Write out the material again word for word, dropping any images it holds.

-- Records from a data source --
-- -- --

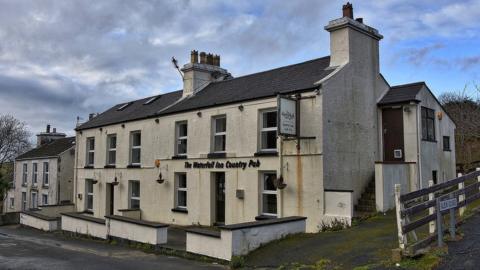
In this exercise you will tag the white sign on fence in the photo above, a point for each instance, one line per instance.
(448, 204)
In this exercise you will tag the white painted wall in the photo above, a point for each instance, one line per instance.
(136, 232)
(84, 227)
(38, 223)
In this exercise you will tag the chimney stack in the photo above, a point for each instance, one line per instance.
(348, 10)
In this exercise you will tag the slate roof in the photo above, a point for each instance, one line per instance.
(51, 149)
(292, 78)
(402, 93)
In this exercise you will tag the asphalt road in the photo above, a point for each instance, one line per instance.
(22, 248)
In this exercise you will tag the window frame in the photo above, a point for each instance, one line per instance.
(446, 147)
(89, 150)
(425, 120)
(46, 173)
(110, 149)
(130, 194)
(88, 194)
(263, 191)
(135, 147)
(216, 134)
(179, 189)
(34, 173)
(179, 138)
(263, 129)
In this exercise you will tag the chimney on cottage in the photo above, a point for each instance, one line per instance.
(198, 74)
(352, 41)
(47, 136)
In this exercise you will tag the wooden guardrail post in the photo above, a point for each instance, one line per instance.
(431, 210)
(402, 239)
(461, 197)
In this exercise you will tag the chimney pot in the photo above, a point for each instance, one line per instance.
(209, 59)
(194, 57)
(203, 58)
(348, 10)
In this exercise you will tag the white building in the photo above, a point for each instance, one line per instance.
(44, 175)
(210, 153)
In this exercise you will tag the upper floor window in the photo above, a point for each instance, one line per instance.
(268, 130)
(34, 173)
(446, 143)
(428, 124)
(89, 194)
(134, 195)
(46, 173)
(111, 149)
(90, 151)
(135, 147)
(181, 138)
(24, 173)
(219, 133)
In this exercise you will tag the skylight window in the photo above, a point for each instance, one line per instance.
(124, 106)
(152, 99)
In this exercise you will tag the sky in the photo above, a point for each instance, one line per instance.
(63, 59)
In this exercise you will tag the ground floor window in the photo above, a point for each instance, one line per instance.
(44, 199)
(134, 194)
(181, 190)
(89, 194)
(269, 194)
(24, 201)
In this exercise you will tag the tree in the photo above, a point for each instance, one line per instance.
(14, 140)
(464, 109)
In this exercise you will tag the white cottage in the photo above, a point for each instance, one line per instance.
(210, 154)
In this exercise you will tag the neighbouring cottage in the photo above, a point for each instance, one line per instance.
(44, 175)
(211, 153)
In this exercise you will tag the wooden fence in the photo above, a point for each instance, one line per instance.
(418, 208)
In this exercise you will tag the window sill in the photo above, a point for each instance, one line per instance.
(134, 166)
(217, 155)
(180, 210)
(270, 153)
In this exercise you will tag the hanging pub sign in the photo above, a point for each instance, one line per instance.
(287, 116)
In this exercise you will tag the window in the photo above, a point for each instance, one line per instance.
(44, 199)
(34, 203)
(90, 151)
(46, 173)
(89, 194)
(24, 174)
(268, 130)
(181, 190)
(135, 145)
(24, 201)
(219, 133)
(269, 194)
(111, 149)
(446, 143)
(34, 173)
(428, 124)
(181, 141)
(134, 194)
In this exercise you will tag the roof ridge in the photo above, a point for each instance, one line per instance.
(273, 69)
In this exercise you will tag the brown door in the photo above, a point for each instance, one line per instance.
(392, 124)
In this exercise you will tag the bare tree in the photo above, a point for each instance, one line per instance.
(14, 140)
(464, 109)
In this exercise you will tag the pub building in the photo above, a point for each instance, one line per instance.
(301, 140)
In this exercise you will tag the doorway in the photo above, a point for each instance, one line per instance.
(109, 199)
(219, 180)
(393, 140)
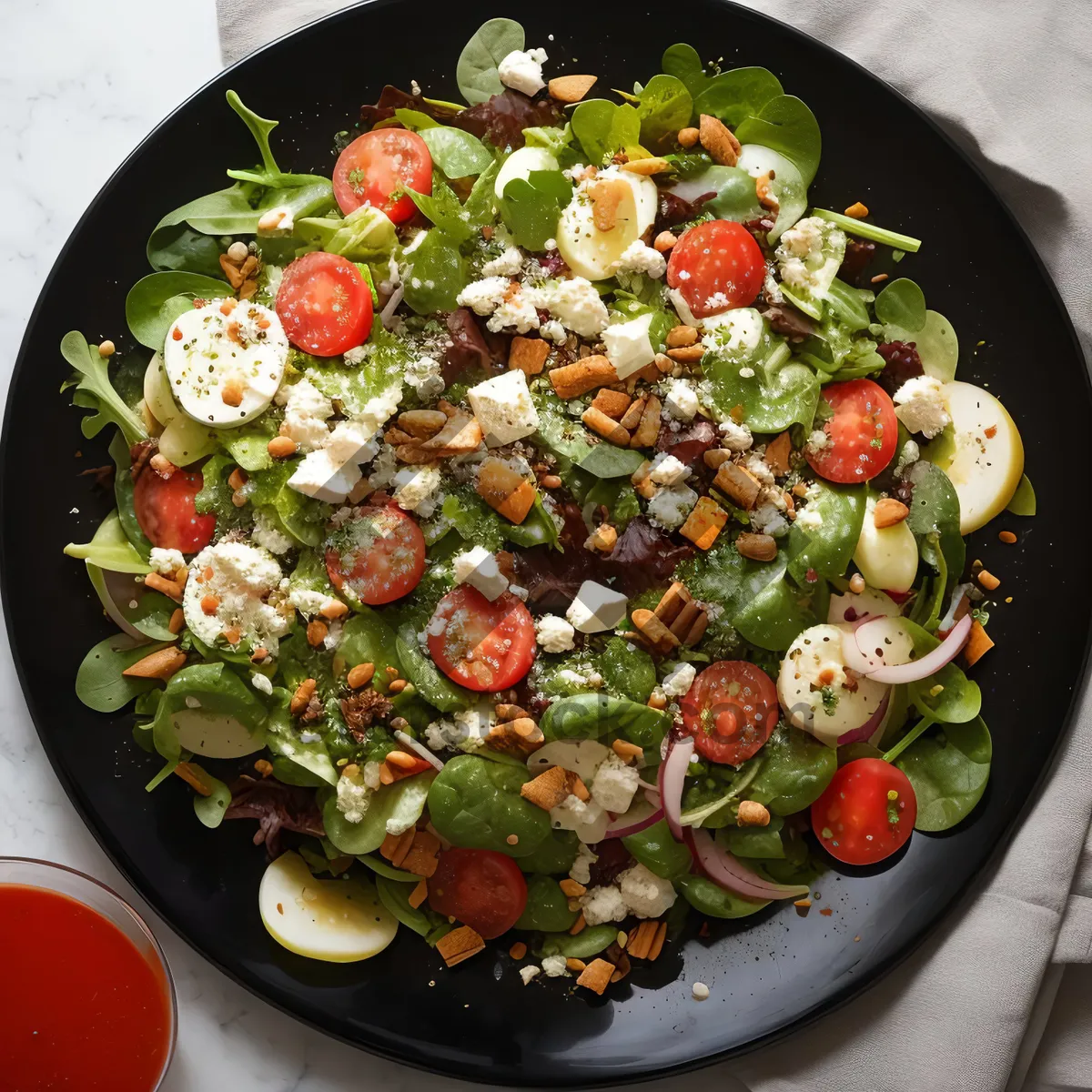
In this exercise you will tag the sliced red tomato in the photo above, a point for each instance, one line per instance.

-- -- --

-- Task answer --
In this exercise you will tag the white sign on fence in the photo above, a point for each instance, one line per instance.
(448, 204)
In this exercise you will tag the white painted wall in the photo above, a point for each instance, one line per instance.
(136, 232)
(84, 227)
(38, 223)
In this exercise you will tag the chimney stack in the photo above, a point for each instance, one line per instance.
(348, 10)
In this exercise you will tag the slate roof in the photo above, a point for each instance, one line per instance.
(51, 149)
(292, 78)
(402, 93)
In this exercise you will tag the asphalt road in the photo above, a point for each instance, one line per instance.
(22, 248)
In this exercise you will tag the window frame in the photo above, a point for each instance, one line per instance.
(446, 147)
(89, 150)
(425, 120)
(46, 173)
(110, 149)
(130, 194)
(88, 194)
(263, 191)
(135, 147)
(216, 134)
(179, 189)
(34, 173)
(179, 138)
(263, 129)
In this exercise you will tag the chimney on cottage in the photo above, a point for each instance, one line per instance.
(198, 74)
(352, 41)
(47, 136)
In this exercise you will tag the wooden guardrail post in the photo above, a point for each instance, one line per instance.
(431, 210)
(402, 239)
(461, 197)
In this exercise you will tag the chimney pot in the photo above, a point for each instance, one line per instance.
(209, 59)
(194, 57)
(203, 58)
(348, 10)
In this exercise you will tag the white building in the photo above, a point for each instance, one line per instance.
(44, 175)
(210, 153)
In this exercise you will tag the upper floor window in the photo above, a point for each instance, one line per instance.
(268, 130)
(34, 173)
(446, 143)
(428, 124)
(89, 194)
(134, 195)
(46, 173)
(111, 149)
(90, 151)
(135, 147)
(181, 138)
(24, 173)
(219, 133)
In this exercise you will tag the skylight window in the photo above, a point for each instance, one line per instance.
(124, 106)
(152, 99)
In this exercise you will tag the sky in the photo above, a point for each instance, one line per instance.
(63, 59)
In this exercise you will tag the ground floor window in the photo above, a point for each instance, one line per instance.
(44, 199)
(134, 194)
(181, 190)
(89, 194)
(269, 194)
(24, 201)
In this exercise you will tag the tree in the photo above, a point for each instance, one line per instance.
(14, 140)
(464, 109)
In this exercise you will tag the white cottage in the photo above, a point for each instance, one line per instance.
(210, 154)
In this exercise you will tag the neighbouring cottage in the photo above, a point for each instance, one line per instance.
(44, 175)
(211, 153)
In this exercise you will tag the wooden fence in the photo above, a point for each instance, one line per instance.
(418, 208)
In this exercise you will tag the window sill in the photo above, a point for each instance, one line per instance.
(134, 166)
(217, 155)
(180, 210)
(270, 153)
In this exercise you will tag the hanging pub sign in the photo above, a point for each instance, one line per instance.
(287, 116)
In this exercise you will tag the window in the photo above, a point for each instance, one line per instance.
(44, 199)
(34, 203)
(90, 151)
(46, 173)
(89, 194)
(24, 174)
(268, 130)
(181, 190)
(135, 145)
(24, 201)
(219, 133)
(269, 194)
(111, 149)
(446, 143)
(34, 173)
(428, 124)
(181, 141)
(134, 194)
In this exercise you will tag the roof ridge in the photo above, a point for each instance, one line per instance.
(273, 69)
In this exercise you will tag the brown door in the photo above, a point for each instance, one line per instance.
(392, 124)
In this exercise you will tag the bare tree in the photo above, a point for each instance, one line per instance.
(14, 140)
(464, 109)
In this exercise you will tag the pub building in the photo above, a point for each instance, one line per instance.
(301, 140)
In this exercise you will tag the doorway in the photo above, a point for each instance, one line per instance.
(109, 199)
(219, 180)
(393, 140)
In this exercise you will tag the sliced red tomato in the photo above, a point for each instance, one line per instance.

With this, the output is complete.